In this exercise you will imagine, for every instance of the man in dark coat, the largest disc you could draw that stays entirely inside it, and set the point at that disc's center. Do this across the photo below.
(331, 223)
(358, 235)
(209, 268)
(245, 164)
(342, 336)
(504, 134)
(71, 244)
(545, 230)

WHAT YOU ARE ASKED TO DO: Return every row above word for word, with no changes.

SOLVED PROBLEM:
In this exercise you will imagine, for every instance of the man in dark coat, the largest disc you could draw that stays entirely inside it, and set the point at that disc's center. Do this across the photo below.
(331, 223)
(358, 235)
(209, 268)
(245, 164)
(342, 336)
(504, 134)
(71, 244)
(545, 230)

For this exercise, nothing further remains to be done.